Please rewrite the data below with "Objective" replaced by "Goal" throughout and nothing else altered, and omit the pictures from your answer.
________________________
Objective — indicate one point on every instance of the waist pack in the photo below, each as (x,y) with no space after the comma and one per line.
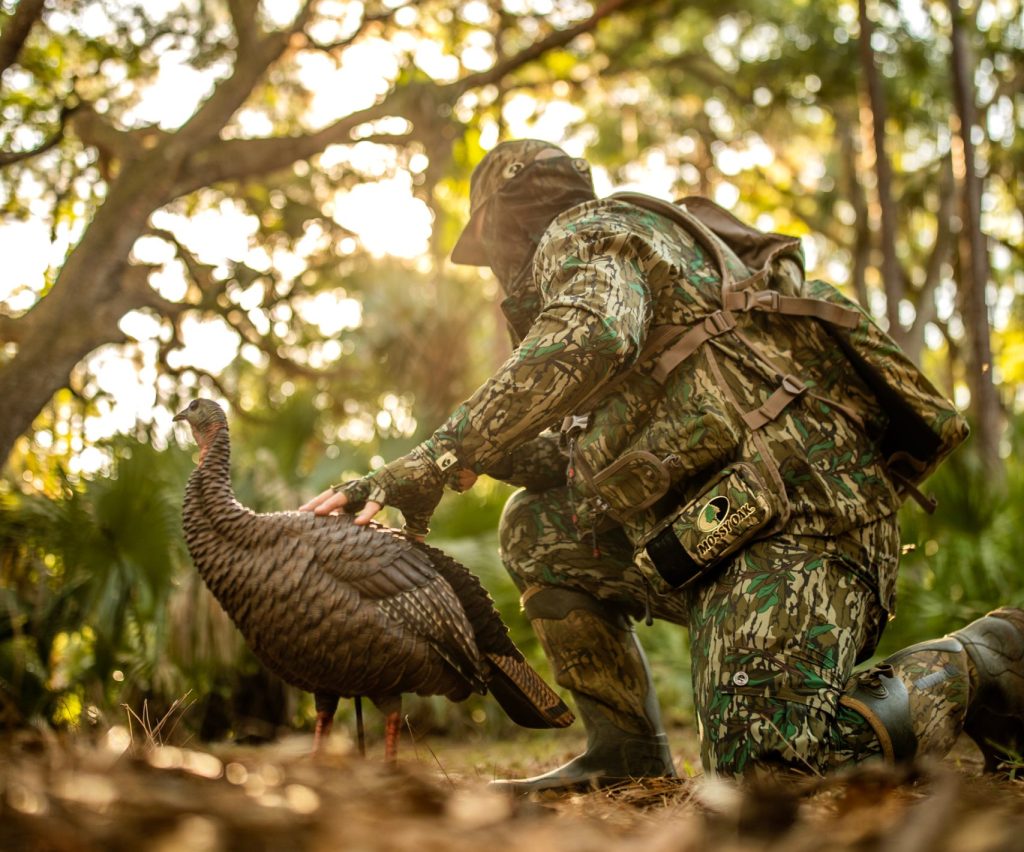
(736,505)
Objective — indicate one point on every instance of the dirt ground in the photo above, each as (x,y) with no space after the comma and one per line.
(112,794)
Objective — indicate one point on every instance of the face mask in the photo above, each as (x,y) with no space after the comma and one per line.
(520,212)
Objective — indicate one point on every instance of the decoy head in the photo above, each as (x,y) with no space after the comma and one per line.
(206,419)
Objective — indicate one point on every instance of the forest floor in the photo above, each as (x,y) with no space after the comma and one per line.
(114,794)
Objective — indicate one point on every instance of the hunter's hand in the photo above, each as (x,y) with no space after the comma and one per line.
(413,484)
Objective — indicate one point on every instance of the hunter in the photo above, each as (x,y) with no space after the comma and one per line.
(693,443)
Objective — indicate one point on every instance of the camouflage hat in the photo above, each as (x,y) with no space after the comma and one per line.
(502,163)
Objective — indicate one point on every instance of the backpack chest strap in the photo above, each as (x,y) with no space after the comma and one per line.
(771,301)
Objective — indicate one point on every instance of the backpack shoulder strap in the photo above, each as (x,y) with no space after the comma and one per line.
(712,225)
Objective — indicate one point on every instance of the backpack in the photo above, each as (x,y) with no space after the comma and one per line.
(924,426)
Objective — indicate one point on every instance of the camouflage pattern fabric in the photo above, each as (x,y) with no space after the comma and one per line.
(774,640)
(413,483)
(542,546)
(776,632)
(602,661)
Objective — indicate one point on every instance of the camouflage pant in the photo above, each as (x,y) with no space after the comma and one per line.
(774,637)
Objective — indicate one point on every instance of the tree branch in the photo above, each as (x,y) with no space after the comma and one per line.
(559,38)
(368,20)
(7,158)
(15,31)
(252,58)
(236,159)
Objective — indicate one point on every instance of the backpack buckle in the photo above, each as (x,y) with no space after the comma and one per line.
(719,323)
(761,300)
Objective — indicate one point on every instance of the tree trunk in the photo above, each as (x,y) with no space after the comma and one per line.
(892,279)
(90,295)
(861,248)
(974,249)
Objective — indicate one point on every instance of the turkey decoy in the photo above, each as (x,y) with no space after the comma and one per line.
(342,610)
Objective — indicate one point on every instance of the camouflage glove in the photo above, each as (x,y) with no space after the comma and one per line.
(412,483)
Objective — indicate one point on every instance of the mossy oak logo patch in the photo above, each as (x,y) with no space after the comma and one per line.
(712,515)
(726,527)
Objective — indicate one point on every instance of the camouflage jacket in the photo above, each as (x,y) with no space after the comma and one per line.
(606,277)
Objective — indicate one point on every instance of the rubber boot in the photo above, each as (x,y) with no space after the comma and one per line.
(918,700)
(596,655)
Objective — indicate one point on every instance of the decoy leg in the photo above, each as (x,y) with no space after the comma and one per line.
(360,734)
(326,708)
(391,708)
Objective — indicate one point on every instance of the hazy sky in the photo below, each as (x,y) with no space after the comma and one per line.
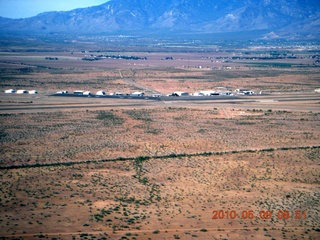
(30,8)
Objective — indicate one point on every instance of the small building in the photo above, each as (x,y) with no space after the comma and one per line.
(228,93)
(181,94)
(33,92)
(137,94)
(101,93)
(78,92)
(21,91)
(248,92)
(209,93)
(9,91)
(62,92)
(87,93)
(198,94)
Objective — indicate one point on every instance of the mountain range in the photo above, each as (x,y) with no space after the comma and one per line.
(274,18)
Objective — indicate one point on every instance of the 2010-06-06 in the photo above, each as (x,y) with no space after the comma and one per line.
(263,214)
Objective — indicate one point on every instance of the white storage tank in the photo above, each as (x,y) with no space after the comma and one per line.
(9,91)
(87,93)
(22,91)
(33,92)
(101,93)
________________________
## Written solution
Goal — indicate one point on every instance of the waist pack in the photo below, each as (x,y) with no space after the comma and one per line.
(736,505)
Goal — indicate one point on every instance of the dirt ground in the photo above, each as (x,y) with no space after the comma and one per line.
(112,794)
Goal — indicate one point on every instance of the face mask in the photo above, each as (x,y) with no space after the comma and one per line.
(520,212)
Goal — indicate one point on every instance of the decoy head in the photo above, each as (x,y) with no space after the comma and one per line.
(206,419)
Goal — indicate one point on every instance of the forest floor in the photo above, each as (x,y) with no space after the comma and one per line.
(114,794)
Goal — indicate one point on every instance of the hunter's hand in the photo above, each as (x,y) with no space after the comma and one per line.
(413,484)
Goal — indicate one point on every instance of the hunter in the photo above, each as (x,y) with no space after the comma and one per line.
(693,443)
Goal — indicate one point on every instance of the camouflage hat in the photo above, each as (x,y) with no space after the comma and one per line.
(502,163)
Goal — indicate one point on every instance of the backpack chest strap in the photo above, each as (x,y) with no space after the comma and one per line.
(771,301)
Goal — indicate one point on every instance of the backpack shoulder strap in the photo above, each as (x,y) with no space after the comma and one per line.
(712,225)
Goal — indicate one point on every instance of the backpack in the photo above, each as (x,y) with no space after the comma and one per line.
(924,426)
Goal — indicate one point on every instance of the camouflage pattern fabric in the photo above, each as (x,y) with no space after the comma and one per line.
(774,640)
(413,483)
(542,546)
(776,632)
(602,661)
Goal — indicate one point on every instance of the camouflage pant in the photo above, each as (x,y) with no space after the comma and one per line.
(774,637)
Goal — indicate one point on every instance of the tree branch in the photo above, each as (x,y) with no space after the comma and one per line.
(559,38)
(368,20)
(7,158)
(15,31)
(252,58)
(236,159)
Goal — indicate one point on every instance of the backpack buckle in the photo above, each as (x,y) with no space after the comma and one per line.
(719,323)
(761,300)
Goal — indicate one point on every instance of the tree trunk in the photo above, each as (x,y) with no space after the comma and one per line.
(892,279)
(90,295)
(861,248)
(974,249)
Goal — indicate one point on every instance of the turkey decoy in the photo above, each as (x,y) with no space after the comma and one per line.
(342,610)
Goal — indicate one point on every instance of the camouflage glove in the photo above, each as (x,y) with no space after the comma and one per line.
(412,483)
Goal — indicate one point on every instance of the mossy oak logo patch in the photo above, each as (x,y) with no space after the comma and one per line.
(712,515)
(726,527)
Goal — indicate one point on every instance of the camouflage jacket in the photo above, each as (x,y) with no space after the comma and one per line.
(606,277)
Goal — indicate one point on every instance of the rubber boot in the photo above, each as (x,y) with no space after the comma and one per line.
(918,700)
(596,655)
Goal — indicate one point on every instance of the decoy leg in the photo above, each as (x,y) with no space after the comma and one per line.
(360,734)
(326,708)
(391,708)
Goal — indicate one point on every instance of the hazy sky in the photo below, each as (x,y) with no space after the comma and one per line.
(30,8)
Goal — indicate one point on every instance of the small building in the photo above, each as (x,y) with no space after the comma and one per line.
(228,93)
(181,94)
(33,92)
(137,94)
(101,93)
(78,92)
(21,91)
(248,92)
(209,93)
(9,91)
(62,92)
(87,93)
(198,94)
Goal — indicate one point on every instance of the mountain range in the photo above, each as (x,y) with no space after the comma and one per line.
(274,18)
Goal — indicate one point on every instance of the 2010-06-06 in the photo above, each as (x,y) with no space after the comma and one per line.
(263,214)
Goal — indicate one point on every instance of the white storage tank in the photo above, each as (x,y) with no space after the comma and one per line.
(9,91)
(87,93)
(22,91)
(33,92)
(101,93)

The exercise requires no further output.